Extrait du texte
Mon regard a été attiré par une banale armoire électrique, place Saint-Michel, à Paris, portant une peinture au pochoir. En s’approchant, on découvre qu’il s’agit d’un portrait de Sophie Germain [1776-1831], appartenant à la série « Figures sixtines, les illustres du 6e ». Cette femme est-elle à ce point illustre ? On peut en douter. D’ailleurs, on ne dispose d’aucun portrait fiable, et l’artiste de rue Christian Guémy, alias C215, a dû faire preuve d’imagination pour la représenter. Les passants savent-ils qu’il s’agit d’une mathématicienne qui a dû se battre pour trouver sa place dans le milieu scientifique masculin du début du XIXe siècle ?

Tâches à faire
A – Répondez à ces questions sur le texte consacré à Sophie Germain :
(i) Sur quelle place se trouve l'armoire électrique ?
(ii) À quelle série appartient le portrait ?
(iii) Sous quel nom d'artiste Christian Guémy est-il connu ?
B – Prolongez le texte sur Sophie Germain en reprenant juste après sa dernière phrase.

Données fournies
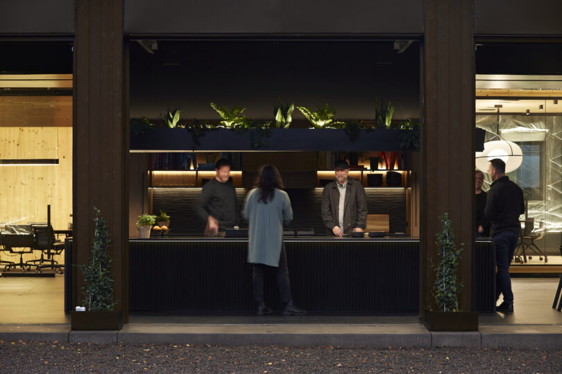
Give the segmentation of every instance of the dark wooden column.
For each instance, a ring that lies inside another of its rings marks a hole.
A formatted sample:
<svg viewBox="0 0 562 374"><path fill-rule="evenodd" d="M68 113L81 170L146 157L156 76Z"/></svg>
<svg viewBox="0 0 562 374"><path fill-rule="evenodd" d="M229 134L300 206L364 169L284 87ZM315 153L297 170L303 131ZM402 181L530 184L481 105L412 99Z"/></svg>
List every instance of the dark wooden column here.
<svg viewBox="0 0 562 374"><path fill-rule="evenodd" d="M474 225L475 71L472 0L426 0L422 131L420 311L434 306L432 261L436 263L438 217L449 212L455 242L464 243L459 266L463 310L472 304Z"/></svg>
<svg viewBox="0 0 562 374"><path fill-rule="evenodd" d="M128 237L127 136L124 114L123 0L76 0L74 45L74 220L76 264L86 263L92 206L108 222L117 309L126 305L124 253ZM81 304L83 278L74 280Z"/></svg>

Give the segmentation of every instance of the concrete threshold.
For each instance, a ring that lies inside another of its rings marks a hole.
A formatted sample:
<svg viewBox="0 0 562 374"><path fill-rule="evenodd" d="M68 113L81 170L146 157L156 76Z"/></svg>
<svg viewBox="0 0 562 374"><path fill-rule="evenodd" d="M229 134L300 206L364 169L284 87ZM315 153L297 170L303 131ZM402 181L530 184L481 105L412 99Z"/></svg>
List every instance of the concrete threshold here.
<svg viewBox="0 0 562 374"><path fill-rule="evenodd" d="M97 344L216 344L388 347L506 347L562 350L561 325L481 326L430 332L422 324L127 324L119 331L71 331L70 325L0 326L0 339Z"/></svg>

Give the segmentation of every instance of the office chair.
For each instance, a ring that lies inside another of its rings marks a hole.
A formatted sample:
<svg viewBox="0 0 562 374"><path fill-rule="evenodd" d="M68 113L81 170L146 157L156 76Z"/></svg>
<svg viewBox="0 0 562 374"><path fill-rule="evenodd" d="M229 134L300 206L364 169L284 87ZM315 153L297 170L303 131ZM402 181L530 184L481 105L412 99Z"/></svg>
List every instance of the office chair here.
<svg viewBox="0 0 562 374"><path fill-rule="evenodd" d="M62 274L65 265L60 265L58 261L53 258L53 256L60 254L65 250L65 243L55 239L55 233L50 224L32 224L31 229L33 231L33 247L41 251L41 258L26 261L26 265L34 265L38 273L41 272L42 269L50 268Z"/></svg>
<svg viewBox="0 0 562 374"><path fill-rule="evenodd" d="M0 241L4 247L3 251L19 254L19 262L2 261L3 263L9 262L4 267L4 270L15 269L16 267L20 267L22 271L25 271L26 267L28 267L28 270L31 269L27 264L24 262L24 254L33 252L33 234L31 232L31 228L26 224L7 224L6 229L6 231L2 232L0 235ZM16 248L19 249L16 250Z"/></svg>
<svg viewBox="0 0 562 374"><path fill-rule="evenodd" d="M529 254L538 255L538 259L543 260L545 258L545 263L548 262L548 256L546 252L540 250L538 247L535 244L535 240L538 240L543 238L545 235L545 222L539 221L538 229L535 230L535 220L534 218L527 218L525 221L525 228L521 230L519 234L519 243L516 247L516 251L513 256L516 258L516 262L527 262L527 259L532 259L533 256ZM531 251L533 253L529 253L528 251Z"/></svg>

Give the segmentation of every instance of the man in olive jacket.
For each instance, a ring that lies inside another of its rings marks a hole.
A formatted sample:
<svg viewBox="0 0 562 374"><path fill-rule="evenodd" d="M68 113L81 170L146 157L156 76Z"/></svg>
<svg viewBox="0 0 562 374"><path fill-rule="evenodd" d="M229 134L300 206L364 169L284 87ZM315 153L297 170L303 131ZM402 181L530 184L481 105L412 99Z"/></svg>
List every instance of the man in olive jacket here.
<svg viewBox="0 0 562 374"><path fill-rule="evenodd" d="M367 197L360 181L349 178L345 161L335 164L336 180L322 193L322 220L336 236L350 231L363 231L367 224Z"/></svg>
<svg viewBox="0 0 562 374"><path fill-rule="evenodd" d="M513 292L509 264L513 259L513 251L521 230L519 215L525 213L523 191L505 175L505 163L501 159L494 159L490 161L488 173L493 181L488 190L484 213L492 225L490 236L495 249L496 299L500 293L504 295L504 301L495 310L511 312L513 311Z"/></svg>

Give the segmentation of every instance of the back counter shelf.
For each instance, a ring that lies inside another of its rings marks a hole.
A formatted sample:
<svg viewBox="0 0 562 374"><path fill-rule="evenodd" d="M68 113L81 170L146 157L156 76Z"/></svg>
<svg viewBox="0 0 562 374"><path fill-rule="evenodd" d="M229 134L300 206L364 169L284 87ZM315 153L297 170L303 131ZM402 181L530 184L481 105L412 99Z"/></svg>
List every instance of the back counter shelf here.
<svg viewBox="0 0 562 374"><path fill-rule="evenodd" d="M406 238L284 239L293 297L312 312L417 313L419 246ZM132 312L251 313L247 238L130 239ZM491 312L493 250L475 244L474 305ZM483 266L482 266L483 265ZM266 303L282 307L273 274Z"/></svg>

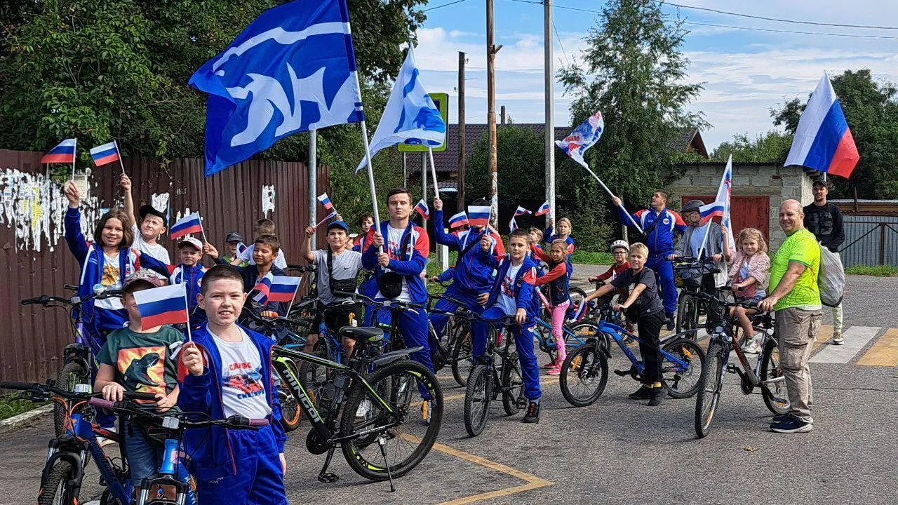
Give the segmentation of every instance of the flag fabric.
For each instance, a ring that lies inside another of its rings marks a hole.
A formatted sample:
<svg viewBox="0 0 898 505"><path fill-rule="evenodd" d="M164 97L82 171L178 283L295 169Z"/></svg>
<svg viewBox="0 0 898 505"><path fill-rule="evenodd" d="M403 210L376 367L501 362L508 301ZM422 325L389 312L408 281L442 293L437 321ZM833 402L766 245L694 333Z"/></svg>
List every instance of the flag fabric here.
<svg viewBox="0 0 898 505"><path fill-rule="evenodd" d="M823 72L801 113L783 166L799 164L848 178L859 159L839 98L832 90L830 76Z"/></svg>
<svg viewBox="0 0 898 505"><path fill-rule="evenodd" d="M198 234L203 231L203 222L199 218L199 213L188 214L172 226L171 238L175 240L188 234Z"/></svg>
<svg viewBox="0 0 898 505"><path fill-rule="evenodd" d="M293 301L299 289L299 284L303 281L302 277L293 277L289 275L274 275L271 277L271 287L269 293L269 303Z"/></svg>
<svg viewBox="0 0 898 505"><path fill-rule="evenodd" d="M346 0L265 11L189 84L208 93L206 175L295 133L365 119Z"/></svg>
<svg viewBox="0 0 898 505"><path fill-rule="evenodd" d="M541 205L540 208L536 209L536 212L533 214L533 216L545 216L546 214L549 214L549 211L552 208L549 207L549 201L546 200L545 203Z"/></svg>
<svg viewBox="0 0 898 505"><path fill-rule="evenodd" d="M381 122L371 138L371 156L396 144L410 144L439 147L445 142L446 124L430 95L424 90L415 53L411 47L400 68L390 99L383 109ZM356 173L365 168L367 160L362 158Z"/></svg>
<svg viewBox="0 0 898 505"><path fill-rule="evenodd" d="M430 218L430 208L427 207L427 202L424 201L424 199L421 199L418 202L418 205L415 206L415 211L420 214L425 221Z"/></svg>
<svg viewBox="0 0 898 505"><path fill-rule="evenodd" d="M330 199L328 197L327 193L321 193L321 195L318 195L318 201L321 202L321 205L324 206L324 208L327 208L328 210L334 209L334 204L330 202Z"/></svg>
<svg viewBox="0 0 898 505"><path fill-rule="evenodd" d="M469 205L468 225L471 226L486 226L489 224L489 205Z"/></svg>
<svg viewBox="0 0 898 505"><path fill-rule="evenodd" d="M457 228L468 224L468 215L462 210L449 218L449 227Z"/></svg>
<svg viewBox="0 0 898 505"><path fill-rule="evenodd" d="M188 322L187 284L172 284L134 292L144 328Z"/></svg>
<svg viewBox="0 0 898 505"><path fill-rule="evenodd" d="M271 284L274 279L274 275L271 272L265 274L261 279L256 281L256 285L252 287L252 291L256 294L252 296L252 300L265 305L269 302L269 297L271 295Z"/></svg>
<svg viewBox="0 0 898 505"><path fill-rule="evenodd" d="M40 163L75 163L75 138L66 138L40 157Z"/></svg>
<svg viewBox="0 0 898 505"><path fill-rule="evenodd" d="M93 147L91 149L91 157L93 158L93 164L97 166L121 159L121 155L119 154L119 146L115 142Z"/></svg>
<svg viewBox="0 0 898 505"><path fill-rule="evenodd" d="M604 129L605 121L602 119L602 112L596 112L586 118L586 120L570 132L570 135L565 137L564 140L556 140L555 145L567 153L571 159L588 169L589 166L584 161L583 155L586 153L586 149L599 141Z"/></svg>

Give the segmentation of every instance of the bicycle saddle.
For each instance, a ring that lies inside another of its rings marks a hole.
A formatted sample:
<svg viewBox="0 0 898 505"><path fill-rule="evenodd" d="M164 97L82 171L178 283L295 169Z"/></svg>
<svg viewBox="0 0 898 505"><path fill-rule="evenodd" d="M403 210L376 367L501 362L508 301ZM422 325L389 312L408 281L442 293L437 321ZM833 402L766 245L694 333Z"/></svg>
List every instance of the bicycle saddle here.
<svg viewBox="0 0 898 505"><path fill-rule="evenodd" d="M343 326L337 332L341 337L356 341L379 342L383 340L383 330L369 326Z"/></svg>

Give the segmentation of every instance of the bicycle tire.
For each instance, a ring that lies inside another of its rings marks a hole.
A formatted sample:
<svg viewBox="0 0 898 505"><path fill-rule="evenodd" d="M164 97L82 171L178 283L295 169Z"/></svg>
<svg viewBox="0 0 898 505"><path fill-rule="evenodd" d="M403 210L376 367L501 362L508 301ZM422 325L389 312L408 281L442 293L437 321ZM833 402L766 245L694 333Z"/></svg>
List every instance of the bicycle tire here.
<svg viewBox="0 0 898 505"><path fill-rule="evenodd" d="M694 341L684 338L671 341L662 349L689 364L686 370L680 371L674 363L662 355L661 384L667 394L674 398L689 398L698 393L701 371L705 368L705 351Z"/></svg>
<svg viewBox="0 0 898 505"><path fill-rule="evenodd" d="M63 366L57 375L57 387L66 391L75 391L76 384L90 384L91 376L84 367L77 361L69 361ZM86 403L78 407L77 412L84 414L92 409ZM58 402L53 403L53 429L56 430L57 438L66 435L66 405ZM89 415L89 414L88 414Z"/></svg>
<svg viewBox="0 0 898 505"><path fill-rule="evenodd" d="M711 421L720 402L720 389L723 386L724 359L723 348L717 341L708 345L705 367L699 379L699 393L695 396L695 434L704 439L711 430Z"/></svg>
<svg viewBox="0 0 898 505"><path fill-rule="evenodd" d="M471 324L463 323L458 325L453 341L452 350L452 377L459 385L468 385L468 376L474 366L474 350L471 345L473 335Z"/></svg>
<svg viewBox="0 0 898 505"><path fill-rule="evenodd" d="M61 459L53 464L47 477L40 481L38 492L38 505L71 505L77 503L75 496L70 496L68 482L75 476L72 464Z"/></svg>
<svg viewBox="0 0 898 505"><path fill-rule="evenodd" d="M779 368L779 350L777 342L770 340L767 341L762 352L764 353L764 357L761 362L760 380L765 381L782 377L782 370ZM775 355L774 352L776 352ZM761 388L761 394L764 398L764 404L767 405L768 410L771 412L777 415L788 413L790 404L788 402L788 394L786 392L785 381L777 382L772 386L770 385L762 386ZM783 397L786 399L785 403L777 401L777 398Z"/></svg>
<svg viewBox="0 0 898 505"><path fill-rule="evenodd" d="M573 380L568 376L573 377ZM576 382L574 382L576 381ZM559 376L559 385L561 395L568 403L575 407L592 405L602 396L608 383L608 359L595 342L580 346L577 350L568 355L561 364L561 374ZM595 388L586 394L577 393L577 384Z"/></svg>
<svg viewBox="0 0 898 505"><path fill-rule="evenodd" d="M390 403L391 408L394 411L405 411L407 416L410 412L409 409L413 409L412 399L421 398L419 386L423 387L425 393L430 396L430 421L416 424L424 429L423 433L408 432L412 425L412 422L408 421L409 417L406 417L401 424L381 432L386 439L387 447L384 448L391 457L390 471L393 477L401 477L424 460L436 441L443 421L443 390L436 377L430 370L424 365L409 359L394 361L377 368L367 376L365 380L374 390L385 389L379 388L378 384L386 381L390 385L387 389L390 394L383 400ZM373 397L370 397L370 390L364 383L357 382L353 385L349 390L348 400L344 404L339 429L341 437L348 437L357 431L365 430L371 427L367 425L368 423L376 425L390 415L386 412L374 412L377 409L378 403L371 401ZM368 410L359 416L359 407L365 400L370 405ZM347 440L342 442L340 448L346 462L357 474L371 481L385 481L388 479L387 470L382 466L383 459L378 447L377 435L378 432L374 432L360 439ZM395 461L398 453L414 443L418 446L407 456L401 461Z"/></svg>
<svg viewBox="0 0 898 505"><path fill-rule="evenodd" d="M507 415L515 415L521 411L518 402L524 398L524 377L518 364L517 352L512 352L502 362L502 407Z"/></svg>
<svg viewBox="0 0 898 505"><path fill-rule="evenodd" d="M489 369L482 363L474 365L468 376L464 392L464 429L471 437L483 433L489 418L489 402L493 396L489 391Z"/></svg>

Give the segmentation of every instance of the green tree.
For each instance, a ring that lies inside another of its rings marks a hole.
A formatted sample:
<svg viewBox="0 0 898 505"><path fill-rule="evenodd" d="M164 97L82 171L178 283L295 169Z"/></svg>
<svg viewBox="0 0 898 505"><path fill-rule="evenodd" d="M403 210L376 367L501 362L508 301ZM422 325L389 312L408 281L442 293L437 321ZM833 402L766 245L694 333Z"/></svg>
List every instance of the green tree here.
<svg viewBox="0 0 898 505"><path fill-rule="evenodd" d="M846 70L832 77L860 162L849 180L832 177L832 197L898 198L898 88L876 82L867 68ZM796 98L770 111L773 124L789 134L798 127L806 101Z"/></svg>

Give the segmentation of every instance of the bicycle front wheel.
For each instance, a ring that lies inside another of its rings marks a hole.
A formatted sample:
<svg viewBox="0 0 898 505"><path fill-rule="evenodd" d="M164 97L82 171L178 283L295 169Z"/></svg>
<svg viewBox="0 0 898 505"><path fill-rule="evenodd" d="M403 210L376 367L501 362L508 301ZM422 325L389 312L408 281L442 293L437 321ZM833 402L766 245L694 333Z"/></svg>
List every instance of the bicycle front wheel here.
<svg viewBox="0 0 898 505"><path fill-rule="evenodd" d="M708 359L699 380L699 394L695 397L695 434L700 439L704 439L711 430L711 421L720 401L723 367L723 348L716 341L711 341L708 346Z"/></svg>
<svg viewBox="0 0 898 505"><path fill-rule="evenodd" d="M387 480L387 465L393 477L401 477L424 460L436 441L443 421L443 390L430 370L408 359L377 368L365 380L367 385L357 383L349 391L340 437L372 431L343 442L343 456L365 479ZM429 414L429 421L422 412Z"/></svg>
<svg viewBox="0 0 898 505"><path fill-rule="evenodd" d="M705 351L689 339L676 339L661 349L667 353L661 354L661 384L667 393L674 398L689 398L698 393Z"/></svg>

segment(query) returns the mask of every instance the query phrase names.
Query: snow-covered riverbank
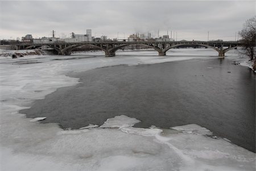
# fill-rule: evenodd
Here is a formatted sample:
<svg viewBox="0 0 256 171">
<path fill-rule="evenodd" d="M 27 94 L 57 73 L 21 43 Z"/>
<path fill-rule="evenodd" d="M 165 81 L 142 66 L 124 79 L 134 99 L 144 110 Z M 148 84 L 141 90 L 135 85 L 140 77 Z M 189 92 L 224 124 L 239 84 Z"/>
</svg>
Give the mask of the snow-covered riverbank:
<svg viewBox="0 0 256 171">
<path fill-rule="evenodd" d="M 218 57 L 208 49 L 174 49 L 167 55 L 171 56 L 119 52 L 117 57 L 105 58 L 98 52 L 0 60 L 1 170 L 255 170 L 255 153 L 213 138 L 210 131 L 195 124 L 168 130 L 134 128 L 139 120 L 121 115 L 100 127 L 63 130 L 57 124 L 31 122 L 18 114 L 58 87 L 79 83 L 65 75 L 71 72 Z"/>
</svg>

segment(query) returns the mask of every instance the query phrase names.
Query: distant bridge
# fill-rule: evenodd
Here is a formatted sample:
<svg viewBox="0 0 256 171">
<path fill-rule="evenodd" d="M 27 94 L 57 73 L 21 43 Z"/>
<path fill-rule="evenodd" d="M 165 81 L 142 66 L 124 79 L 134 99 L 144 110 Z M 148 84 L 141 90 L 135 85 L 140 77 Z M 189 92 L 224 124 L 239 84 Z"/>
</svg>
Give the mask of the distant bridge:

Réponses par tâche
A –
(i) Place Saint-Michel, à Paris.
(ii) « Figures sixtines, les illustres du 6e ».
(iii) C215.

B –
Imaginez une jeune fille parisienne, sortant probablement peu de chez elle pendant la Révolution, se prenant de passion pour les mathématiques en lisant deux livres improbables dans la bibliothèque familiale : Cours de mathématiques à l’usage des gardes du pavillon et de la marine, d’Etienne Bézout, et l’Histoire des mathématiques, de Jean-Etienne Montucla. L’Ecole polytechnique ouvre ses portes en 1794, mais ne les ouvre, bien sûr, que pour les garçons (et cela jusqu’en 1972).
Sophie Germain imagine un stratagème : elle invente un pseudonyme masculin, « Antoine Auguste Le Blanc », ce qui lui permet de correspondre avec le célèbre professeur Lagrange. Elle a même le culot d’écrire à Carl Friedrich Gauss, l’un des plus importants mathématiciens de tous les temps. Et ça marche !
Une véritable correspondance scientifique s’établit sur des questions de théorie des nombres. En 1806, elle craint pour la vie de son héros car les troupes de Napoléon vont passer par Brunswick, où habitait Gauss. Elle se souvient alors de la description par Montucla de la mort d’Archimède. Lors de la prise de Syracuse par les Romains, Archimède est concentré sur un problème de géométrie et répond imprudemment à un soldat : « Ne dérange pas mes cercles ! » Ce seraient ses derniers mots.
« Un noble courage »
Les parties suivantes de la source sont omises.